Begründung des Antrages

Einer der wohl wichtigsten Punkte bei diesem Antrag, aber auch bei vielen anderen Anträgen, ist die Begründung an sich. Wie ich aus eigener Erfahrung weiß, hält man gerade bei seinen eigenen Defiziten gerne hinter dem Berg. Manches möchte man sich selbst vielleicht gar nicht eingestehen.

Für mich persönlich hatte sich dies mit meiner Diagnose Multiple Sklerose doch sehr geändert. Ich kann darüber reden und kann offen sagen, wenn es mir gut geht oder eben eher nicht. So auch bei diesem Antrag. Man hat die Möglichkeit direkt im Antrag auf drei Zeilen seine Begründung zu formulieren. Diese drei Zeilen nutzte ich für den Hinweis "siehe Anlage" und formulierte eben jene Begründung auf einem dem Antrag beiliegenden Dokument etwas ausführlicher aus.

_AUFGABENSTELLUNG_
1/ Übertrage den Satz „Ich kann darüber reden und kann offen sagen, wenn es mir gut geht oder eben eher nicht.“ aus dem Übungstext ins Englische.
2/ Schreibe aus dem Übungstext die Passage von „Begründung des Antrages“ bis einschließlich „gar nicht eingestehen.“ wortgetreu ab.

_DATENAUSZUG_
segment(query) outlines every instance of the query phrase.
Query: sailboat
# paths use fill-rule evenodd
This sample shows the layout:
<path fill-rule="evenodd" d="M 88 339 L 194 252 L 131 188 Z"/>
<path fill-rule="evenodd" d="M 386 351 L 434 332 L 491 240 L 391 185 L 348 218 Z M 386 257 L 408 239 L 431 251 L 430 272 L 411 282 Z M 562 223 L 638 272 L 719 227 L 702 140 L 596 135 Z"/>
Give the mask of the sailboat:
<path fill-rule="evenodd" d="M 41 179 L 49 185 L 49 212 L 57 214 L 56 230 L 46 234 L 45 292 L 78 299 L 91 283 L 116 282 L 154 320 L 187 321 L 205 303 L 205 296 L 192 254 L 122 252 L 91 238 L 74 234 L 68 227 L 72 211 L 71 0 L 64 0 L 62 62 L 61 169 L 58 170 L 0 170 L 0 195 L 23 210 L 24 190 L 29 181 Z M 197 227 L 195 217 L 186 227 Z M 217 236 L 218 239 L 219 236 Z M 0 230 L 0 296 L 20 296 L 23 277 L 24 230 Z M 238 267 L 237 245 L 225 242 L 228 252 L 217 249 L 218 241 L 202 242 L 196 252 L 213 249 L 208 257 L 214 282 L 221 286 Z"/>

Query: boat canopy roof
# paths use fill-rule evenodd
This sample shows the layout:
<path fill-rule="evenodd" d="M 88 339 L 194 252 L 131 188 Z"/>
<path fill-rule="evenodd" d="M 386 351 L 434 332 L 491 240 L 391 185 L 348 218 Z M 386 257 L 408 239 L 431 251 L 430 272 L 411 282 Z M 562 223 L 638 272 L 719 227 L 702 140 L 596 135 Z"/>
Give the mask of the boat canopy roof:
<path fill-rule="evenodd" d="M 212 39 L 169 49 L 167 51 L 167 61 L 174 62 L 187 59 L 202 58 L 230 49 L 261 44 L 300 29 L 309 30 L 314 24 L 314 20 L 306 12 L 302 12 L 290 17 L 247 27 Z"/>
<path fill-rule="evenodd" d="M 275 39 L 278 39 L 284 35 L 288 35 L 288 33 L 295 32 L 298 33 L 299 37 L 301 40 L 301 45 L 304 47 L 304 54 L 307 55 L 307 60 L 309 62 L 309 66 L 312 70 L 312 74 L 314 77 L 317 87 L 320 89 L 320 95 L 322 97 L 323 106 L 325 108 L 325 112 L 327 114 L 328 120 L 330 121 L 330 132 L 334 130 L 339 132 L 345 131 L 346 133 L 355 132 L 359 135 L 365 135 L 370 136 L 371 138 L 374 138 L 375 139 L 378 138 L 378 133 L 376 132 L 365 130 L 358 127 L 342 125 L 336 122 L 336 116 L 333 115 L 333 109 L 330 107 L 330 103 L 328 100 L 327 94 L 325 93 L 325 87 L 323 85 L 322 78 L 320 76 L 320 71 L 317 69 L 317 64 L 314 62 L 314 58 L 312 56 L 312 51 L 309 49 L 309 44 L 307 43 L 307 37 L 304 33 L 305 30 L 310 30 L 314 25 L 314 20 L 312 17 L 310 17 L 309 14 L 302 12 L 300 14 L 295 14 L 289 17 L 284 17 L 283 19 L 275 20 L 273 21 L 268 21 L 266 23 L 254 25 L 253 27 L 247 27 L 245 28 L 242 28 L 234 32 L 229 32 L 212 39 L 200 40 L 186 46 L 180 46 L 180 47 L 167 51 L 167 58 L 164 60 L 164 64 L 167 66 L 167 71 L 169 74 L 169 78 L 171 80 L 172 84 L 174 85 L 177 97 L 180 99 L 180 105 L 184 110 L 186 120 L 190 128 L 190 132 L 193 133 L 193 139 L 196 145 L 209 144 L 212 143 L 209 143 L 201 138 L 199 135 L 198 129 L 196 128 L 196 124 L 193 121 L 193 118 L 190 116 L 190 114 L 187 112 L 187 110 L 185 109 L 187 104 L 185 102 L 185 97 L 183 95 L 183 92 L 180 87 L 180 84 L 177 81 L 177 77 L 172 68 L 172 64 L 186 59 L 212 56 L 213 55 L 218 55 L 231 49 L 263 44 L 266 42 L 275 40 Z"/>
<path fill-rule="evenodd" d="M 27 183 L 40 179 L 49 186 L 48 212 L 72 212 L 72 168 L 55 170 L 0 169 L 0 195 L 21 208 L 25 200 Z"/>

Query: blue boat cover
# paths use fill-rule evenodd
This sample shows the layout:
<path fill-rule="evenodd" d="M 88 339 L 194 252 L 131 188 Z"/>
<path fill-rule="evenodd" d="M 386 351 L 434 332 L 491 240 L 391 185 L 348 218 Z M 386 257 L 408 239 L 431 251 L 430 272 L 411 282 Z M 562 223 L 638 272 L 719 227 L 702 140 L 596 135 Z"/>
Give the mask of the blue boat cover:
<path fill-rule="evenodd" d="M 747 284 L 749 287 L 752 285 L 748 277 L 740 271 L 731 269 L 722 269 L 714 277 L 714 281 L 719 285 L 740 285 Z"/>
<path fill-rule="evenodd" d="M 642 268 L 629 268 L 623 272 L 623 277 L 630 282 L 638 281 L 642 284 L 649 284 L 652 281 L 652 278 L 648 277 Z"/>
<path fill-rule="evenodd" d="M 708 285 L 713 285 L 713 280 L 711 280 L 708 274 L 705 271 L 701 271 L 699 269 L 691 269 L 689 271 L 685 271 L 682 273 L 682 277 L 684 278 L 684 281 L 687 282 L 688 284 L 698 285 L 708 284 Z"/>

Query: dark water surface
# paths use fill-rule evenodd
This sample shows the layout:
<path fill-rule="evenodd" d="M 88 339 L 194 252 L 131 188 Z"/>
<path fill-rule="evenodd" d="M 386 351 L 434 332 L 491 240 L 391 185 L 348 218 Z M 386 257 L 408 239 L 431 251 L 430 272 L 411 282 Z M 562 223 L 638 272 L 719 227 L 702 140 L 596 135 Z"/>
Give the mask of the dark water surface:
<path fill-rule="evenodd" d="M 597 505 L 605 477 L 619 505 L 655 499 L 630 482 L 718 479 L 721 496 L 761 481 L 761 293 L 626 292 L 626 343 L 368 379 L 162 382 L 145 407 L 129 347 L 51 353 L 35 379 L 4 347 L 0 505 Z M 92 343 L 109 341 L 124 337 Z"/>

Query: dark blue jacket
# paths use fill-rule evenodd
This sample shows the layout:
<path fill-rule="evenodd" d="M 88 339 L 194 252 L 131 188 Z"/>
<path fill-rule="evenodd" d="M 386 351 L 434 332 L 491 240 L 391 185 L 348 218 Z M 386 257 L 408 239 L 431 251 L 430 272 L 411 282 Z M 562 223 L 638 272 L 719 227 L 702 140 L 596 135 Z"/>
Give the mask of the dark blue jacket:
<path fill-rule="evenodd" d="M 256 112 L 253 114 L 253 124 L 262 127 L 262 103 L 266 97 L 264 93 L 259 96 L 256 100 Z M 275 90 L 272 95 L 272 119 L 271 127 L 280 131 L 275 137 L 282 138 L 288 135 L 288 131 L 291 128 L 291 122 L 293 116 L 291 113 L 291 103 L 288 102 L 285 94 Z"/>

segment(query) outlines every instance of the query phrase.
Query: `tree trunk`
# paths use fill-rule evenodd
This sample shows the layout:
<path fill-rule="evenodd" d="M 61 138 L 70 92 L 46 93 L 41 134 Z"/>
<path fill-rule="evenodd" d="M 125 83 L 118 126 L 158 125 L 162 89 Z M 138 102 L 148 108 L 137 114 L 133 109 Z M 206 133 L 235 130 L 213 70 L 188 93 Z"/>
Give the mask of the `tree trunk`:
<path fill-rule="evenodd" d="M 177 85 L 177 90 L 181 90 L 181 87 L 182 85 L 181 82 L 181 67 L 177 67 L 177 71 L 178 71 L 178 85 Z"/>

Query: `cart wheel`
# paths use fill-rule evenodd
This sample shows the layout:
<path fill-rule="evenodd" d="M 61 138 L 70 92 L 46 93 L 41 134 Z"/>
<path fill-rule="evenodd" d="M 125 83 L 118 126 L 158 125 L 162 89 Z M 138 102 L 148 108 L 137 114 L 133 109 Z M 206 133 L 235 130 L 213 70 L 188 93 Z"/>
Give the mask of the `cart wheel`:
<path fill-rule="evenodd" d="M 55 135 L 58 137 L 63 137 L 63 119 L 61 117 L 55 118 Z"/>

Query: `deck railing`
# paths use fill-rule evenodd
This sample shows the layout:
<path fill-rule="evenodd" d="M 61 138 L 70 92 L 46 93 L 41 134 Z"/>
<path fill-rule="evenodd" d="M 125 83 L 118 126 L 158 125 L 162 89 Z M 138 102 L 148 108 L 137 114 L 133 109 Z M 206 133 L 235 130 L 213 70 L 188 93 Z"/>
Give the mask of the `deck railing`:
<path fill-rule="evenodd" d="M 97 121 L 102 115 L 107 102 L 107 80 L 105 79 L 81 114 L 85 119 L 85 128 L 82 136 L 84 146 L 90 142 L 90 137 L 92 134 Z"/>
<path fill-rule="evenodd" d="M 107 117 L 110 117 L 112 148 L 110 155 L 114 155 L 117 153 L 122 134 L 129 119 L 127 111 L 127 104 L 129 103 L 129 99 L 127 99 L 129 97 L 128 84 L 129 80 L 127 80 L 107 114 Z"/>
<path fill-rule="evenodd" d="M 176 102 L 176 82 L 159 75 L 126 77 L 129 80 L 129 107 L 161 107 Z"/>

_LÖSUNGEN_
1/ I can talk about it and can say openly when I'm doing well or, as it happens, rather not.

2/
Begründung des Antrages

Einer der wohl wichtigsten Punkte bei diesem Antrag, aber auch bei vielen anderen Anträgen, ist die Begründung an sich. Wie ich aus eigener Erfahrung weiß, hält man gerade bei seinen eigenen Defiziten gerne hinter dem Berg. Manches möchte man sich selbst vielleicht gar nicht eingestehen.